**Supplied data:**
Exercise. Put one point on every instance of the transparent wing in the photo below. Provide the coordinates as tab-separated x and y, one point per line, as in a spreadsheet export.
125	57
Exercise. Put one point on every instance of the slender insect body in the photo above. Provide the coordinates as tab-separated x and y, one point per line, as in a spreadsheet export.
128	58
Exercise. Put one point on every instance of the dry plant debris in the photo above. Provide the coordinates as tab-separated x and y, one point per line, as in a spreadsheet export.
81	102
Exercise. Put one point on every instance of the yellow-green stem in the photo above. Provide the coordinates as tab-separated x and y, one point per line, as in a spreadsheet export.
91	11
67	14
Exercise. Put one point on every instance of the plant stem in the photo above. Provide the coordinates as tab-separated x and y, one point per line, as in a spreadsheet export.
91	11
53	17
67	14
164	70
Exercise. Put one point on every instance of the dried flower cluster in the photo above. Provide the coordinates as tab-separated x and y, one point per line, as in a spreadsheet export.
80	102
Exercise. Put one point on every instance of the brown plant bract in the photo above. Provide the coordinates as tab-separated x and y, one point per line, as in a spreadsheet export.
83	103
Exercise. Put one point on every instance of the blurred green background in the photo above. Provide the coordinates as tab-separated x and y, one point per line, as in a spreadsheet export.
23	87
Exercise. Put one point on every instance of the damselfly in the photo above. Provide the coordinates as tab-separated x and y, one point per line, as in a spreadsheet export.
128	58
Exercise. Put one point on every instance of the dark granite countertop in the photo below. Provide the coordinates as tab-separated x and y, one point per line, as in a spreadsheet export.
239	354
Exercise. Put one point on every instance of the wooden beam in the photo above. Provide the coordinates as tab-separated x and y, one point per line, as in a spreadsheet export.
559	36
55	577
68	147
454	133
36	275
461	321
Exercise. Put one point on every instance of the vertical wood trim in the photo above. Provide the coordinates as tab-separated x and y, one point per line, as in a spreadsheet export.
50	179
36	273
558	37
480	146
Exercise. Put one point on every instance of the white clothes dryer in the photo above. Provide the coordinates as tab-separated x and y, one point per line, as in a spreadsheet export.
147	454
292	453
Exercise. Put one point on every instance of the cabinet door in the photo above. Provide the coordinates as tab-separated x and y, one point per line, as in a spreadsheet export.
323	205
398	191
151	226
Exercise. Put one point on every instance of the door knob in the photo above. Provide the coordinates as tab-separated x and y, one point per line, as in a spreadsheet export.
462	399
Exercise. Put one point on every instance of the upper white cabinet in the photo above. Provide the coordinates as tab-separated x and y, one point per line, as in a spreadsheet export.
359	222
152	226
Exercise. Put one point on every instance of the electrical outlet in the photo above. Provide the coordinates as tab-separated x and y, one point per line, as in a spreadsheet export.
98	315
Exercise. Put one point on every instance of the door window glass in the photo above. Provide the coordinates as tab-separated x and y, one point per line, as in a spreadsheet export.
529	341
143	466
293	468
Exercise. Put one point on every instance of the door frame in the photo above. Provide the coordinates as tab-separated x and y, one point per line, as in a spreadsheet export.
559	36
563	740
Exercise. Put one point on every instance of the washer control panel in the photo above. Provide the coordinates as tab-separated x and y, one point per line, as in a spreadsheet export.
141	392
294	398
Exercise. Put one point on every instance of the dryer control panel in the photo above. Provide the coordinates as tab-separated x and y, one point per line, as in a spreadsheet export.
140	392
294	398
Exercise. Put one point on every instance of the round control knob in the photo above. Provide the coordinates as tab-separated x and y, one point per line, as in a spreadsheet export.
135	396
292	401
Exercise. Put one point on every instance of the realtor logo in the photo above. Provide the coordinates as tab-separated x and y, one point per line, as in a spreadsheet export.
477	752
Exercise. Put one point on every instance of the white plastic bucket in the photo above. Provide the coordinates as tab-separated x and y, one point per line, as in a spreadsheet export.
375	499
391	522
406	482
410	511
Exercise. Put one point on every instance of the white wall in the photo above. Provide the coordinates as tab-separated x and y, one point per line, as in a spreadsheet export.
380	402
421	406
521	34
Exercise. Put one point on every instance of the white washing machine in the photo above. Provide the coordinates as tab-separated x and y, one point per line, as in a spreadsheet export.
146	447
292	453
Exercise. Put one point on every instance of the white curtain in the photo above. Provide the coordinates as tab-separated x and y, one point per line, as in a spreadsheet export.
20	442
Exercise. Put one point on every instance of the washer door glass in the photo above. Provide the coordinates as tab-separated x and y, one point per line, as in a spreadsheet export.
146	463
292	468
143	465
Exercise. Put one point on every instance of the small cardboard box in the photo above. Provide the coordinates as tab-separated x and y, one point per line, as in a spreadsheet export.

**What this task involves:** Reproduce the portion of the entries that begins with the line containing "Exercise. Put one point on every instance of the washer door" and continues through the final entry, substituting "small wooden crate" for "small cardboard box" and leaving everything else unchanged.

**Solution for this problem:**
Exercise. Put one point on every instance of the washer door glass in the photo above. Provide the coordinates as tab-separated x and y, one point per line, as in a spreadsheet export.
146	463
292	468
143	465
Exercise. Put one point on every instance of the small wooden crate in the photo above. Provide the coordinates as tab-separated x and y, one point per line, as in a spreadsheet export.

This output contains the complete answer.